→ **Action item**
Check each line of the data for the string "every". Report how many have it, and give nothing else.

Stored data entries:
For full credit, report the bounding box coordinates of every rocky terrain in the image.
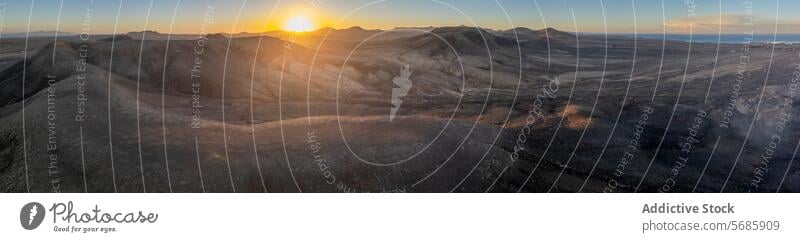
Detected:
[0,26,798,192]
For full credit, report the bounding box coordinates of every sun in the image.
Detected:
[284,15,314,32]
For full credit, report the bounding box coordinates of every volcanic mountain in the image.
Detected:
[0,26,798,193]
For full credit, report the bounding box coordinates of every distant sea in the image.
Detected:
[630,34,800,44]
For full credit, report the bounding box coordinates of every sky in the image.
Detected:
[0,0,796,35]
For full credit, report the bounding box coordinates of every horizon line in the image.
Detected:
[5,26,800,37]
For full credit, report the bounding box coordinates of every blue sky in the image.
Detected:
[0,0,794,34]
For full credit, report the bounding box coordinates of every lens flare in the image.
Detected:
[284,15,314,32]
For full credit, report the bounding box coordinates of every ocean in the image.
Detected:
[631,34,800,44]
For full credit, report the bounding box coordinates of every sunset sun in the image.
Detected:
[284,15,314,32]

→ **Exercise answer**
10